Corridoio di Filadelfia
L’ispezione egiziana al valico di frontiera a Rafah e il messaggio Al-Sisi a Stati Uniti e Israele
Il capo di stato maggiore egiziano, tenente generale Ahmad Fathy Khalifa, ha ispezionato venerdì lo strategico valico di frontiera di Rafah per valutare le misure di sicurezza da adottare al confine di Gaza lungo il conteso Corridoio di Filadelfia, fondamentale per la sicurezza di Israele e per questo le Forze di difesa israeliane vogliono a tutti i costi continuare ad assumerne il controllo. Ma cosa c’è dietro la visita del comandante egiziano a Rafah mentre i colloqui per il cessate il fuoco si sono arenati proprio su questa cruciale linea di confine tra Egitto e Gaza, unica via di accesso alla Striscia non confinante con lo stato ebraico?
La missione delle forze armate
Khalifa ha sottolineato che la missione principale delle forze armate egiziane è quella di preservare i confini del Paese in tutte le direzioni strategiche. Ma perché proprio ora vi è stata questa visita inaspettata che segue a una settimana di forti tensioni attorno al Philadelphia Corridor? Lunedì sera, il primo ministro israeliano Benjamin Netanyahu ha insistito sul fatto che Israele deve assolutamente mantenere una presenza militare lungo quel corridoio e mercoledì ha rafforzato la sua dichiarazione dicendo che l’esercito israeliano non si sarebbe ritirato dal corridoio fino alla seconda fase del potenziale accordo di cessate il fuoco previsto dalla proposta ponte presentata dagli Stati Uniti, quando saranno liberati tutti gli ostaggi ancora nelle mani dell’organizzazione terroristica palestinese. Hamas ha chiesto invece un ritiro completo delle truppe israeliane da Gaza, incluse quelle che controllano il Corridoio di Filadelfia.

**********

Prosegui il brano sul Corridoio di Filadelfia dopo la sua ultima frase. Per questo lavoro le voci non sono necessarie.

Record di dati
**********

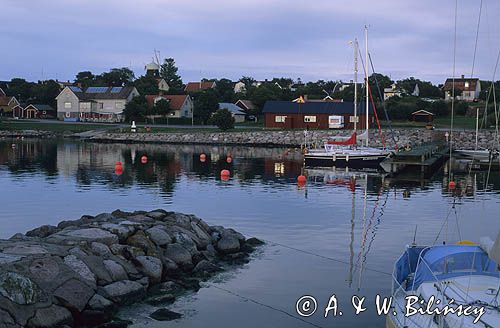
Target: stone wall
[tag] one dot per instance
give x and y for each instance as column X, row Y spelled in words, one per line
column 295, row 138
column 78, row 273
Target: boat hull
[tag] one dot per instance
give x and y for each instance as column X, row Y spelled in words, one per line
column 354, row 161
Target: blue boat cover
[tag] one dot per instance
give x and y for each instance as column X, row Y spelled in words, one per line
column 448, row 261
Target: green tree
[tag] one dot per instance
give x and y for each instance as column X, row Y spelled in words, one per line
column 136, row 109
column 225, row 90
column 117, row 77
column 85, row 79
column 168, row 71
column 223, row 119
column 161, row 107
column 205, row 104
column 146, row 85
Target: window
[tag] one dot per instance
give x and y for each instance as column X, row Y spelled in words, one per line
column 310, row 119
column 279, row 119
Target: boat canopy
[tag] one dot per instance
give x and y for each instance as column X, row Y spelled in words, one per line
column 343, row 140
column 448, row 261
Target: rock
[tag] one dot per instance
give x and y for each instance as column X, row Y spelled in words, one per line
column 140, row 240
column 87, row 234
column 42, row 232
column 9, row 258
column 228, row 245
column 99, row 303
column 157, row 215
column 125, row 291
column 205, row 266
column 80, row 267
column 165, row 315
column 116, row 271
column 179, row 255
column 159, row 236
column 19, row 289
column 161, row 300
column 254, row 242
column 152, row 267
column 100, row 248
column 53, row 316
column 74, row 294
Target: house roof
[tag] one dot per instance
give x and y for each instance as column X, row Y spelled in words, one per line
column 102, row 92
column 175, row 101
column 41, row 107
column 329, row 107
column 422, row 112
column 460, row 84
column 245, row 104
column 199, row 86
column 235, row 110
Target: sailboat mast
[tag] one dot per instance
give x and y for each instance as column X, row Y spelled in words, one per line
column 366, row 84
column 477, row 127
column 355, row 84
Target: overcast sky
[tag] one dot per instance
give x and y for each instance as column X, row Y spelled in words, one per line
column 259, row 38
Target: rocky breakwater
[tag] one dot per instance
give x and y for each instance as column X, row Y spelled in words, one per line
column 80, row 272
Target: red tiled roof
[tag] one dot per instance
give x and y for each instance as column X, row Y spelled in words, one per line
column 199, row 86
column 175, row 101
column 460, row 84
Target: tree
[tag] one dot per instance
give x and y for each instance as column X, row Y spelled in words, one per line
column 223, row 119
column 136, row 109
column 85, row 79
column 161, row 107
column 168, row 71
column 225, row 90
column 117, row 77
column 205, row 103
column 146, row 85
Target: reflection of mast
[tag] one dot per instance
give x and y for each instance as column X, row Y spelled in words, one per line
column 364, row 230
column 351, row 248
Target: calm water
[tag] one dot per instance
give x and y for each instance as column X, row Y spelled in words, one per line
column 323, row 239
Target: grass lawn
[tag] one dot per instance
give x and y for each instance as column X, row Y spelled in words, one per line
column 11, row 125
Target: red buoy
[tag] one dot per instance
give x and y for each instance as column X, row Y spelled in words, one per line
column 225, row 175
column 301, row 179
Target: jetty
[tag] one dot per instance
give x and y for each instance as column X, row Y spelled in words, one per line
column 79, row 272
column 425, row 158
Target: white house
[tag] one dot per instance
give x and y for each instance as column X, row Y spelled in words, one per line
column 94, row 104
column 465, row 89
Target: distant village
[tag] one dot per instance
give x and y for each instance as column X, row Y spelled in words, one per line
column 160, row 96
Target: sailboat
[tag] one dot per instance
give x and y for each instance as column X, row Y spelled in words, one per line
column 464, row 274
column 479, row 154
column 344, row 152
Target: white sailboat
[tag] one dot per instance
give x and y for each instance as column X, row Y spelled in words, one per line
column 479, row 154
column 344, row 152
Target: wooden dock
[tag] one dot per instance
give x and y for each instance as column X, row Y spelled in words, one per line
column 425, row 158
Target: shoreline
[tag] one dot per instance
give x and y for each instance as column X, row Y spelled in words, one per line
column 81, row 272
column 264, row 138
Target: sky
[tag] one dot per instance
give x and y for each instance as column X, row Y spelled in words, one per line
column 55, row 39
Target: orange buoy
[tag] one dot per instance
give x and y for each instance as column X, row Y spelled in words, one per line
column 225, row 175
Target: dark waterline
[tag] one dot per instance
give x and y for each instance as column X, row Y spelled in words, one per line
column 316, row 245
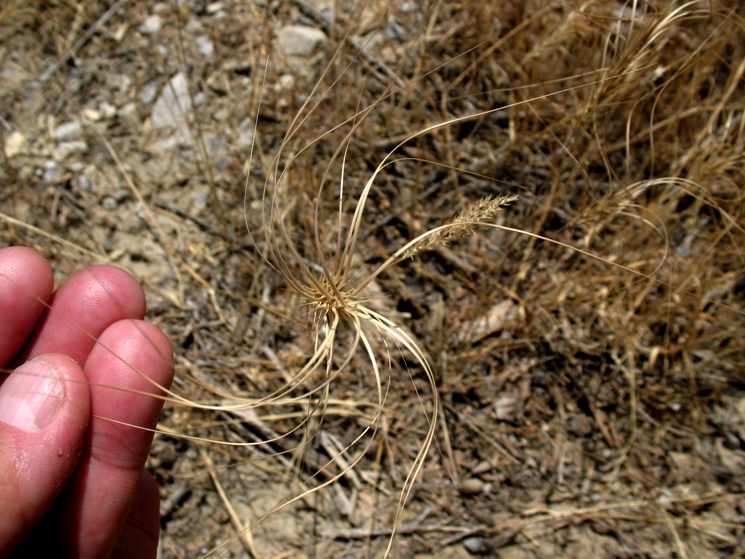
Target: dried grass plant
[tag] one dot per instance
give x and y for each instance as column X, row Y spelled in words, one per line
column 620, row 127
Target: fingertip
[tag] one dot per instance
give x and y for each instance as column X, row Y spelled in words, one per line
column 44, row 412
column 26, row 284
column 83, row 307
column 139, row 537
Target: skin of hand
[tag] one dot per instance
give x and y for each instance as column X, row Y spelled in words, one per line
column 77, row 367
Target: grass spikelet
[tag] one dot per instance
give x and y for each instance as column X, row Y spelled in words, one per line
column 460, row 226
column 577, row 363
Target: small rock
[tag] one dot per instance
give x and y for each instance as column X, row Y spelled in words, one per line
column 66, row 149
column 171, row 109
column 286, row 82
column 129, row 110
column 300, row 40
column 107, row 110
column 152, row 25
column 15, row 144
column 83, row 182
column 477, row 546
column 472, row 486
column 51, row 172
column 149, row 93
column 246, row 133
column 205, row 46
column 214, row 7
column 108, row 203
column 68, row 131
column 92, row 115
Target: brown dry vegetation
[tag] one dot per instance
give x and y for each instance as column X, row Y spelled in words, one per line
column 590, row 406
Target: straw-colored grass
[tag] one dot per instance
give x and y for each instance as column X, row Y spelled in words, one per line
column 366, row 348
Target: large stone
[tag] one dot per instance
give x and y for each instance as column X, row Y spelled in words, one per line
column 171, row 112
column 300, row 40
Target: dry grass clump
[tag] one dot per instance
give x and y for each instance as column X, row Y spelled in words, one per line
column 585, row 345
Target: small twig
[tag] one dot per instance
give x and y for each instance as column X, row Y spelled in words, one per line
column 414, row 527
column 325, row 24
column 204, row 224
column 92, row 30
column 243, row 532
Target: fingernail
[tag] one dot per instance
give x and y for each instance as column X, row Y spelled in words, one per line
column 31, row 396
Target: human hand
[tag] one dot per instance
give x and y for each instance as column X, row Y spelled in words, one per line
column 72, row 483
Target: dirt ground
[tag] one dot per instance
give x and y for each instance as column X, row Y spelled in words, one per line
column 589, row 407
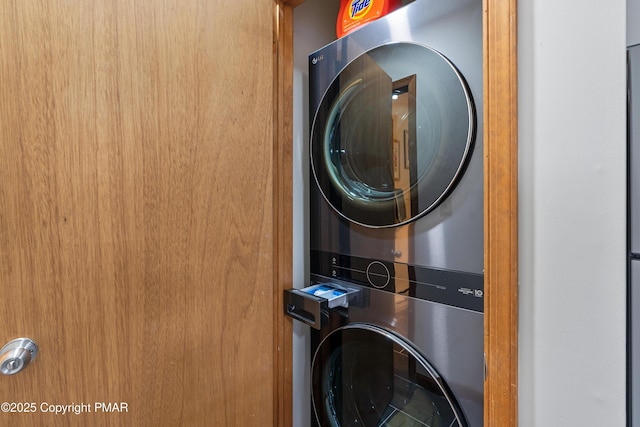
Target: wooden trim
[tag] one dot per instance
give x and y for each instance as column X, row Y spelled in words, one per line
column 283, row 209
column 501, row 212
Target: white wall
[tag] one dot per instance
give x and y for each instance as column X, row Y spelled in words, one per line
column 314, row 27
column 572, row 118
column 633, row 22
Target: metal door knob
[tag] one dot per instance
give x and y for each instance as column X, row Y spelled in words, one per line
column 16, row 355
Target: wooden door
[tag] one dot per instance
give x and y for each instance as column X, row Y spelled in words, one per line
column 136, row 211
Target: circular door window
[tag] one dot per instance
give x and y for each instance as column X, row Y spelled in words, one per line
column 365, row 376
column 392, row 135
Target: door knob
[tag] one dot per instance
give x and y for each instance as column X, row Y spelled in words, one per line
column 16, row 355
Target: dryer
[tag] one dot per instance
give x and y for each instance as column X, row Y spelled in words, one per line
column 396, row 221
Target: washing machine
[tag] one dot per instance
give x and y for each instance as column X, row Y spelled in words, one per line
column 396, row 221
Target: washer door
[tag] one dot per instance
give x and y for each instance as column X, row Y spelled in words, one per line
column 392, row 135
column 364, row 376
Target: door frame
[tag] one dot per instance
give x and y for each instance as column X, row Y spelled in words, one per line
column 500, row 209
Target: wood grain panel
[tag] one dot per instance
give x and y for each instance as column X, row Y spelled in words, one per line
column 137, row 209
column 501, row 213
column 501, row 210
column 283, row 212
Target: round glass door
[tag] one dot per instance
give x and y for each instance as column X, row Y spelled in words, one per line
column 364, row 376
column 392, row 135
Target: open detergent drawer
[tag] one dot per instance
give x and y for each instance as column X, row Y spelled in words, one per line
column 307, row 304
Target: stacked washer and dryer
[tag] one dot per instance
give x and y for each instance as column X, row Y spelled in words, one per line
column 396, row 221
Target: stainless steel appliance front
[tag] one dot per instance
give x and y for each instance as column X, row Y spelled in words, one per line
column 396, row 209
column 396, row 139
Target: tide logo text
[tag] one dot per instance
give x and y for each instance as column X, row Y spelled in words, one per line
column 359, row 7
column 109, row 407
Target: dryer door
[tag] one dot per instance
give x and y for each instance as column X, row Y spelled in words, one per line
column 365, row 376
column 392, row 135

**********

## Risposta
L’accordo di cessate il fuoco originario, proposto a maggio dal presidente Joe Biden, comprendeva tre fasi, la prima delle quali era costituita da un periodo di sei settimane in cui Israele si sarebbe ritirato dalle aree densamente popolate di Gaza mentre gli ostaggi israeliani sarebbero stati rilasciati in cambio di prigionieri palestinesi. La seconda fase che sarebbe dovuta essere negoziata durante il cessate il fuoco iniziale di sei settimane, include il rilascio di tutti gli ostaggi e il completo ritiro di Israele da Gaza e la sostituzione totale o parziale delle forze di difesa israeliane lungo quel corridoio con una forza di sicurezza internazionale. La terza e ultima fase doveva essere concentrata sulla ricostruzione della Striscia. Ma questa proposta si è arenata e non è stato possibile incrementarla dal momento che sia Hamas che Il Cairo sono fermi nella loro richiesta del ritiro di tutte le forze israeliane dal corridoio, sin da subito.
L’uccisione dei sei ostaggi
Ora, dopo la terribile uccisione di sei giovani ostaggi da parte di Hamas e il rifiuto dell’organizzazione terroristica di giungere a un compromesso sul Corridoio di Filadelfia, il team negoziale statunitense sta per mettere sul tavolo una nuova proposta. Il corridoio di Filadelfia, istituito come zona cuscinetto negli accordi di Camp David del 1978, è da tempo punto di contesa tra Egitto e Israele. Nel 2005, dopo che le forze israeliane si ritirarono dalla Striscia, l’Egitto e l’Autorità nazionale palestinese (Anp) furono incaricati di supervisionare quella stretta lingua di terra. Nel 2007, dopo le elezioni a Gaza e in Cisgiordania, vinte a sorpresa dal movimento terroristico palestinese, il presidente Abbas dichiarò lo stato d’emergenza e convocò nuove elezioni, ma il leader di Hamas, Ismail Haniyeh, non riconobbe alcuna autorità all’amministrazione in Cisgiordania e attaccò con razzi e bombe i membri di Fatah che furono cacciati dalla Striscia con inaudita brutalità, con una vera e propria caccia all’uomo e molti di loro furono torturati e giustiziati dalle milizie islamiste o lanciati giù dalle finestre dei commissariati o mutilati da folle inferocite, aizzate dai leader di Hamas che instaurarono il loro dominio a Gaza.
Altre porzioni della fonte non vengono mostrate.